Paradigm Shift: Dialysis as a Terminal Condition

Lydia S Dugdale 1,
PMCID: PMC11489512  PMID: 39430186

See Clinical Research on Page 2981

Five-year survival among patients on dialysis in the United States is approximately 40% 1; however, clinicians rarely consider end-stage renal disease to be a “terminal” diagnosis and typically involve palliative care only when such patients are very close to death.2 This raises the question of whether the cohort of patients, for whom mortality is 60% at 5 years, has been adequately prepared for the end of life, precisely the question that Russwurm and colleagues sought to investigate.3

In their study, Russwurm et al.3 surveyed patients on dialysis to determine how often and with whom they discussed their end-of-life wishes. They found that about half of patients contemplate their mortality, but fewer than 10% of patients on dialysis discuss their end-of-life wishes with their nephrologist. Even when these discussions occur, it is not clear that typical advance care planning adequately prepares people for death, especially when time is scarce. An older tradition of approaching preparation for death as a lifelong practice called the ars moriendi, or “art of dying” has wisdom to offer those with a terminal prognosis, which is ultimately a universal human condition.

### Information shown
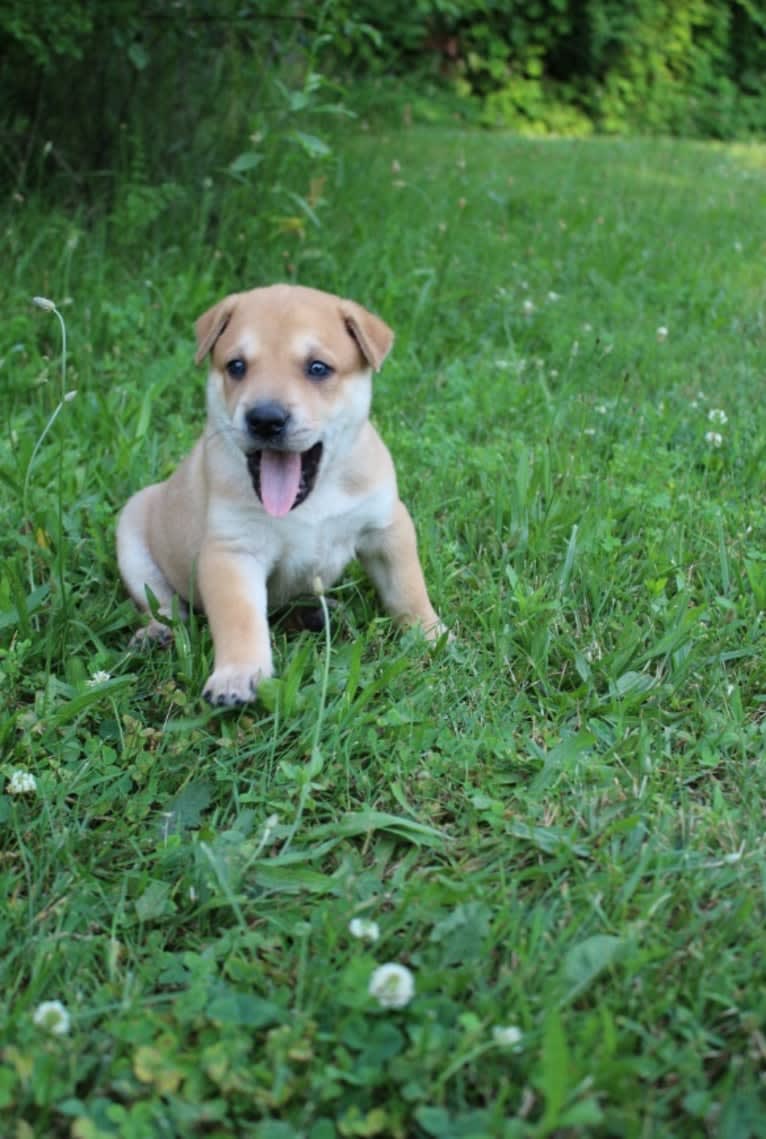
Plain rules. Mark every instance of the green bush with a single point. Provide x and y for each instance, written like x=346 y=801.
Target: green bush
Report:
x=677 y=66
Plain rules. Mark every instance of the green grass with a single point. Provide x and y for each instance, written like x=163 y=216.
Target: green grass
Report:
x=557 y=820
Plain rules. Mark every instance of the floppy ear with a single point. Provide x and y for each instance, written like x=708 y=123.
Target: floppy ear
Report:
x=212 y=324
x=373 y=338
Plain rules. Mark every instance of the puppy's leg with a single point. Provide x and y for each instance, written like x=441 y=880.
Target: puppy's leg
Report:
x=138 y=566
x=233 y=591
x=390 y=558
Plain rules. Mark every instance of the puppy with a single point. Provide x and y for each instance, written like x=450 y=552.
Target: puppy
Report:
x=288 y=483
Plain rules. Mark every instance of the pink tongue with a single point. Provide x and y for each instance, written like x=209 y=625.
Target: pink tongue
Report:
x=280 y=477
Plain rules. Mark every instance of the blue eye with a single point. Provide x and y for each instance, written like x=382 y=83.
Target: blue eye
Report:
x=316 y=369
x=237 y=368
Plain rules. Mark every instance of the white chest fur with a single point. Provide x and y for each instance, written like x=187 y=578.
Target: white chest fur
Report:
x=315 y=540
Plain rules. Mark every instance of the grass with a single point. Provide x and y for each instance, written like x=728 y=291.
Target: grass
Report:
x=557 y=820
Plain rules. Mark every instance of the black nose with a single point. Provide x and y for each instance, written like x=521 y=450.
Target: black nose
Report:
x=266 y=418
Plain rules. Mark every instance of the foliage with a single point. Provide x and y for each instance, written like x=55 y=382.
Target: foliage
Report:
x=554 y=66
x=557 y=820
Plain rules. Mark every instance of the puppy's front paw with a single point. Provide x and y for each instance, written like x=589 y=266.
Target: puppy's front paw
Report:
x=232 y=685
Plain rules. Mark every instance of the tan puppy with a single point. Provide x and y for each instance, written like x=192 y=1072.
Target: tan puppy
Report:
x=287 y=484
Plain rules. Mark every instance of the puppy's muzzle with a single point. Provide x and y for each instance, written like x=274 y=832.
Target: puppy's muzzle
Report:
x=282 y=477
x=268 y=421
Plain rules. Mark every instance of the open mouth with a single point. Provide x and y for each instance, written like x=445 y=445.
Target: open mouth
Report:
x=283 y=480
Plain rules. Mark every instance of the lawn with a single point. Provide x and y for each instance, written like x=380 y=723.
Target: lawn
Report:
x=556 y=820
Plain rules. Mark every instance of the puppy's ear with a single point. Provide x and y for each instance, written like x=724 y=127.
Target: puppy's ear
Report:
x=373 y=338
x=212 y=324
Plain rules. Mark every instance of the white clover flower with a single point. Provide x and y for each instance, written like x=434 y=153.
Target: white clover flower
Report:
x=54 y=1017
x=98 y=678
x=364 y=929
x=22 y=783
x=43 y=303
x=508 y=1037
x=392 y=985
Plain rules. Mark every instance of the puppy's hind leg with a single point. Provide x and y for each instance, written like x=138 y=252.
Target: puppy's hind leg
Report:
x=138 y=567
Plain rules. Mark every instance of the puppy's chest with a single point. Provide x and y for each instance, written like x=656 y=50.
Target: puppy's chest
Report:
x=320 y=551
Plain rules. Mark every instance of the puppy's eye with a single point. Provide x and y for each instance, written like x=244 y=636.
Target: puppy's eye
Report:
x=316 y=369
x=237 y=368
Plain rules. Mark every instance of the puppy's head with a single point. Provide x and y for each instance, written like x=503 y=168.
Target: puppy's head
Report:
x=290 y=382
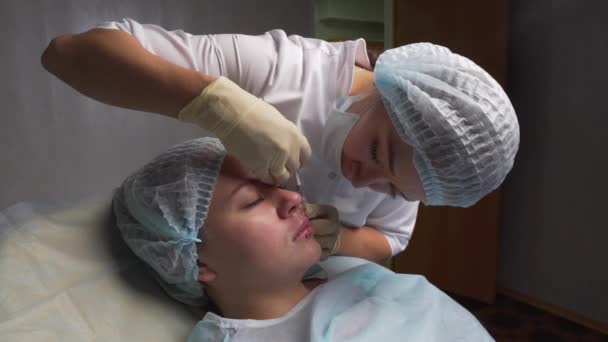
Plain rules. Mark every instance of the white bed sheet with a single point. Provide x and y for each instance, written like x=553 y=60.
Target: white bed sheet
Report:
x=65 y=275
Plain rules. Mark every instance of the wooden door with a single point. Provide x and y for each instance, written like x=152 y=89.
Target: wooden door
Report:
x=456 y=248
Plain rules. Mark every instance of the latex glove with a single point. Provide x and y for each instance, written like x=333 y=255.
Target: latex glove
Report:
x=325 y=220
x=252 y=130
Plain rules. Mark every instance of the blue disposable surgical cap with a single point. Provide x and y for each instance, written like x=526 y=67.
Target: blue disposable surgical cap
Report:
x=161 y=207
x=457 y=118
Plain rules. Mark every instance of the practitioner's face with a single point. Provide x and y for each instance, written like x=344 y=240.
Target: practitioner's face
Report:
x=255 y=234
x=375 y=156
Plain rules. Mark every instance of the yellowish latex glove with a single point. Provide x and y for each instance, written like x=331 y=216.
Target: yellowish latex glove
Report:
x=253 y=131
x=325 y=220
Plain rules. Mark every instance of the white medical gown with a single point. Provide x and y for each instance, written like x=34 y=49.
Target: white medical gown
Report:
x=364 y=303
x=302 y=78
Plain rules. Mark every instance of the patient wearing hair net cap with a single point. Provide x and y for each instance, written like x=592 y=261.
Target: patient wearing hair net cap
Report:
x=161 y=207
x=457 y=118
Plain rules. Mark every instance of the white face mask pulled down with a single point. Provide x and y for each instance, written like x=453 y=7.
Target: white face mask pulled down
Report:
x=336 y=129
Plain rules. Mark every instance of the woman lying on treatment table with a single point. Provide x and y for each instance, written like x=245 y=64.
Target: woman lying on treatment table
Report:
x=216 y=238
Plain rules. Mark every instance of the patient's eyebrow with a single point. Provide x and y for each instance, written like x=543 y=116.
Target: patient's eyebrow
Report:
x=242 y=184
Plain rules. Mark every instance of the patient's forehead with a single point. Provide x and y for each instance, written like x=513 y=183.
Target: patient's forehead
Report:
x=233 y=168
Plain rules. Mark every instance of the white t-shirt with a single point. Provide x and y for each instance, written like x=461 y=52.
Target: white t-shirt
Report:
x=361 y=301
x=302 y=78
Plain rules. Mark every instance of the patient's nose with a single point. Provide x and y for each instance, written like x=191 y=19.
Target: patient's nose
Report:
x=288 y=202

### Problem details
Carry on the commentary about dialysis as a terminal condition from the point where it stops.

### Task response
Extending Life or Delaying Death? Challenges of Medicalization

Patients on dialysis are not the only ones ill-prepared for death. In the West at least, where most aspects of life have become medicalized, patients and doctors have elected to also medicalize the dying process.

As I describe in my book, “The Lost Art of Dying”, during the aftermath of the mid-1300s Bubonic plague, the ars moriendi literary tradition developed to help ordinary people anticipate and prepare for death. The genre circulated for more than 500 years but lost favor in the 1920s, as the world rebounded from the first world war and the global influenza pandemic.4 The discovery of antibiotics and then chemotherapy, combined with the advent of cardiopulmonary resuscitation, the mechanical ventilator, and hemodialysis, gave the illusion that death could be avoided. In the United States these discoveries appeared alongside an explosive growth in hospitals, from fewer than 200 in the 1870s to more than 6000 by 1920.5 Those with access to sophisticated medical treatments grew accustomed to the idea that a miraculous cure sits around the next corner, if we can only avoid death.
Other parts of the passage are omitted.